[Excerpts of pointing data]
*-*-*
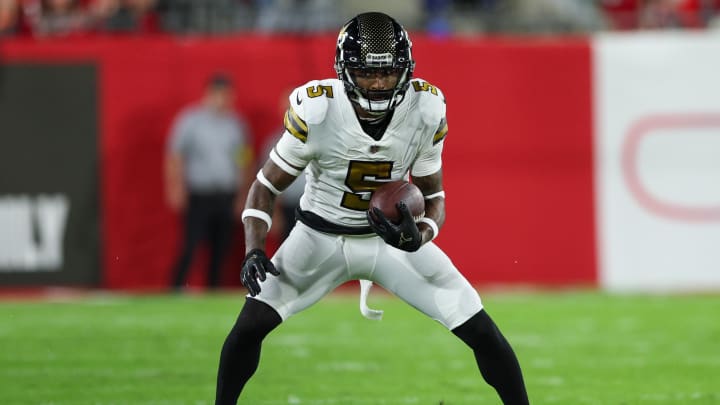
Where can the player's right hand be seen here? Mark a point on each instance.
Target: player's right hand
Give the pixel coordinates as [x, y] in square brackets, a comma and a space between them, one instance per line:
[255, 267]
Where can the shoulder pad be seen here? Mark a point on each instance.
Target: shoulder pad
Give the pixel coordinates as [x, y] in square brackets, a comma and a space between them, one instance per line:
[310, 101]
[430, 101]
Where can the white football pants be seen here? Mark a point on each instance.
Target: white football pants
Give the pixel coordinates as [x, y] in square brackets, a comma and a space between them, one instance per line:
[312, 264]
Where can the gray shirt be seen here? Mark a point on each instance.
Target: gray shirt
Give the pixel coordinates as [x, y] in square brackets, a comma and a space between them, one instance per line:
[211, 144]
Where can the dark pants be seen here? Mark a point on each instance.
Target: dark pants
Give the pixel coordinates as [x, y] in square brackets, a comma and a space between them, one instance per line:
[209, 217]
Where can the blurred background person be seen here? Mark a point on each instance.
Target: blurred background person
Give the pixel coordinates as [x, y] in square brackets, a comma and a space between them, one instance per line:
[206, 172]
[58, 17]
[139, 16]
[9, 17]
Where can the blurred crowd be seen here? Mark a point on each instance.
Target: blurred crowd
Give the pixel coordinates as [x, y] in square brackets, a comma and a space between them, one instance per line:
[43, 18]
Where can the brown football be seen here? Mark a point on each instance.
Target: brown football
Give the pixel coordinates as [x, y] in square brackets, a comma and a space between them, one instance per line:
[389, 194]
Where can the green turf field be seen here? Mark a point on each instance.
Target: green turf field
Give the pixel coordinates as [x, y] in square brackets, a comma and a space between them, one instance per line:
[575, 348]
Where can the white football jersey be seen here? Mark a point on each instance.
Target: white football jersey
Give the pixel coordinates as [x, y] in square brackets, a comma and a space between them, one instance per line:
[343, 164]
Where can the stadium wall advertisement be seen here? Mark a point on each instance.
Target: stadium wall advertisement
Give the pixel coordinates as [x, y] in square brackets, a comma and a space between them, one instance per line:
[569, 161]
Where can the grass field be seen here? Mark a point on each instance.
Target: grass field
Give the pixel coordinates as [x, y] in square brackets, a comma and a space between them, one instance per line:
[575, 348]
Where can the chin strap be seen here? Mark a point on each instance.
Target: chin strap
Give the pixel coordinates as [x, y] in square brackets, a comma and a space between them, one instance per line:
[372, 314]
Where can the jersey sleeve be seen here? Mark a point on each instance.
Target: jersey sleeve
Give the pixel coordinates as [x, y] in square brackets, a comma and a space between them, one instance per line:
*-*-*
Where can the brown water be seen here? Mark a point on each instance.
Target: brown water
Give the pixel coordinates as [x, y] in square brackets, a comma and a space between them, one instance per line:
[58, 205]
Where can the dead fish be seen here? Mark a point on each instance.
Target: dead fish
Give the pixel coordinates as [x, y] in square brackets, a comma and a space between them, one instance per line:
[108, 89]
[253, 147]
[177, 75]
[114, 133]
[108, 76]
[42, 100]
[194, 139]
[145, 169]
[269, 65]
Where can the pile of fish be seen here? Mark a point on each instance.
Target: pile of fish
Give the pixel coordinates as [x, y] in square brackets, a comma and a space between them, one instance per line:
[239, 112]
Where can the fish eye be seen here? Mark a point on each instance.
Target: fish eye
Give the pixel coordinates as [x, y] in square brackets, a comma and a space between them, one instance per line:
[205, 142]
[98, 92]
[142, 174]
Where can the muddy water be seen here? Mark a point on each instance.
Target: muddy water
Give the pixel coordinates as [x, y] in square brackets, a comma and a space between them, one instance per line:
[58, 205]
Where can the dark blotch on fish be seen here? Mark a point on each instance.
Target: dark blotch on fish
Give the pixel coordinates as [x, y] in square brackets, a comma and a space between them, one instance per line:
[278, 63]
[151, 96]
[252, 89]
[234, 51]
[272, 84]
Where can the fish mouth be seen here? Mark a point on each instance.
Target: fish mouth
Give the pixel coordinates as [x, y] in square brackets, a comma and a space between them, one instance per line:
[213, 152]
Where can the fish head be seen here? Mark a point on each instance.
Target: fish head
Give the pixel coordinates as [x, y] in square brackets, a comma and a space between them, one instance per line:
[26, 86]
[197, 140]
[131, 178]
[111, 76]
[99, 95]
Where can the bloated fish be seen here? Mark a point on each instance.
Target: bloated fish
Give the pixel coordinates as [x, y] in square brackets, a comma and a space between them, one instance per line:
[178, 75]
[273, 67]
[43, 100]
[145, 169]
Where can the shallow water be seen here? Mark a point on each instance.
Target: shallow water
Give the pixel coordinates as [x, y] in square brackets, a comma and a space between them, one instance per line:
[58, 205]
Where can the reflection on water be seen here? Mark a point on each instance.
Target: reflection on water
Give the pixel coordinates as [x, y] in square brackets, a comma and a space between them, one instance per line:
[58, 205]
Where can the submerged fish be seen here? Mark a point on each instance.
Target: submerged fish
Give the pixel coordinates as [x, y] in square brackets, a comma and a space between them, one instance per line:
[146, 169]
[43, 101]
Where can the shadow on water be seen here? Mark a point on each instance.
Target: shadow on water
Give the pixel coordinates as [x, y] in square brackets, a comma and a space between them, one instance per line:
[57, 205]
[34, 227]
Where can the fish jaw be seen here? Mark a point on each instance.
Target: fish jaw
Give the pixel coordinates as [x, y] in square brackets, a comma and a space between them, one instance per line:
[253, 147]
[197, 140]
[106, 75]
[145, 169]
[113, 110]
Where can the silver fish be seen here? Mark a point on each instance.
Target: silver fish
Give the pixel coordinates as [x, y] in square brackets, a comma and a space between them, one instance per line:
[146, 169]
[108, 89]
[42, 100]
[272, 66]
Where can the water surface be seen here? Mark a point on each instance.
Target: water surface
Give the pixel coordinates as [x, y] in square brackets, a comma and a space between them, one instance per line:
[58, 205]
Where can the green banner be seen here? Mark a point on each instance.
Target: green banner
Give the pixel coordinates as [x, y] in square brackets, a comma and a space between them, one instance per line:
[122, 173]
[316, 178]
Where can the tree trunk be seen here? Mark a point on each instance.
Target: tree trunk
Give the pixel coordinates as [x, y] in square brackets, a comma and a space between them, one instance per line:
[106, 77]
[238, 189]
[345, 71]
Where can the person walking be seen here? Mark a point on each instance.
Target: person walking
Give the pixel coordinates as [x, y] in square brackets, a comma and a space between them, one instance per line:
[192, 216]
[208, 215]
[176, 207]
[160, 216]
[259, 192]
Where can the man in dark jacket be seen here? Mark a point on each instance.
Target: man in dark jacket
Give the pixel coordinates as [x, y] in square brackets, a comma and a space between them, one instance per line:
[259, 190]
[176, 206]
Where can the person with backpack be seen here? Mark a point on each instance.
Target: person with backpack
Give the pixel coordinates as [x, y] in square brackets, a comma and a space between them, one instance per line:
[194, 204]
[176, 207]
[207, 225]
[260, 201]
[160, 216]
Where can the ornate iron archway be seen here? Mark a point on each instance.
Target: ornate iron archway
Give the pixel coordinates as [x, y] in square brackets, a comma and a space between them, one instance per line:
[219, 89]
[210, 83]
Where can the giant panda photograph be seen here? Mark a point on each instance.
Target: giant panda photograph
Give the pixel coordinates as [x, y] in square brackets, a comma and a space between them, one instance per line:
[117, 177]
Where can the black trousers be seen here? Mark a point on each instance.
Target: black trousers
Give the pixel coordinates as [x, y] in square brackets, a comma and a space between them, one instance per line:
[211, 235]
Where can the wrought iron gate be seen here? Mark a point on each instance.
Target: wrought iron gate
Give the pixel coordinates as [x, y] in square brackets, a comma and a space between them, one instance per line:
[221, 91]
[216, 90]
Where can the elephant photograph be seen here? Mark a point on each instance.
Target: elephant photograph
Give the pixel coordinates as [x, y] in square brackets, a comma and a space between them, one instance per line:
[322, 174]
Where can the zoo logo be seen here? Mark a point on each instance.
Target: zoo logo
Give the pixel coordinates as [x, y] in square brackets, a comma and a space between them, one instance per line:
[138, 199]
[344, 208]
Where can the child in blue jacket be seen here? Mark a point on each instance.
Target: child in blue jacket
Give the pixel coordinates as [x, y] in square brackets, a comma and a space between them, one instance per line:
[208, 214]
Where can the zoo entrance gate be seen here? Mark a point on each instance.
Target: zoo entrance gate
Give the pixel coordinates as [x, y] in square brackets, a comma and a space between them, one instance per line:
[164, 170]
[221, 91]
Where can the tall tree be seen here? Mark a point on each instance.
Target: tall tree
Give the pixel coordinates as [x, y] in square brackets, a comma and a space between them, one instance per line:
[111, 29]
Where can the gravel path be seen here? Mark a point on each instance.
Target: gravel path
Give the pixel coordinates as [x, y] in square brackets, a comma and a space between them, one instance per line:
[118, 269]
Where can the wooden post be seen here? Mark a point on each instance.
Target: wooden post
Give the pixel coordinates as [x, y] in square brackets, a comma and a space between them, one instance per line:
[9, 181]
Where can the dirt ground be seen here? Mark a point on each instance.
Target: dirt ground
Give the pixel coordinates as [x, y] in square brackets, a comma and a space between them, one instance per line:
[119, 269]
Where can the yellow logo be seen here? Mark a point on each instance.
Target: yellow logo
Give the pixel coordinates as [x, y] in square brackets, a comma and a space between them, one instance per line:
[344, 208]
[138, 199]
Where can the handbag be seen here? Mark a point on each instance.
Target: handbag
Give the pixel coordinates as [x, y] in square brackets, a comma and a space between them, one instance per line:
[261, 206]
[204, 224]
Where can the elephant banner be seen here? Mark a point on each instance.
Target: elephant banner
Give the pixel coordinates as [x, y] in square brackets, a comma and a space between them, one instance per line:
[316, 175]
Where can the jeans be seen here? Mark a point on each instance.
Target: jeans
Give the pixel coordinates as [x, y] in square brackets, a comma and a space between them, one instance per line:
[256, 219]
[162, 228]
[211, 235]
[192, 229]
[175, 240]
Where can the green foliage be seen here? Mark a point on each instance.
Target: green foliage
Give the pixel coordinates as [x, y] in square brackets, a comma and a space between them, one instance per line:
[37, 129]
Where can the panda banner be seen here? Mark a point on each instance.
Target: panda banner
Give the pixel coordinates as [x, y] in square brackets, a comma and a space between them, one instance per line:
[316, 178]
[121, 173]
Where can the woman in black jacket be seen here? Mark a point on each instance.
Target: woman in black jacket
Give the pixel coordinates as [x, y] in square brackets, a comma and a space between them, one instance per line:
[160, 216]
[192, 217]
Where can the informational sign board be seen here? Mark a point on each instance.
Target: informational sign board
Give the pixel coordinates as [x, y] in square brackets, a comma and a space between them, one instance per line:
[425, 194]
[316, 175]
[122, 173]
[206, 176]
*-*-*
EXERCISE DIRECTIONS – Find each line in the records containing the word "backpack" and copy those lines out.

TASK OUTPUT –
Where can the person with backpack be seen here? Mark a point on each instance.
Target: person with backpack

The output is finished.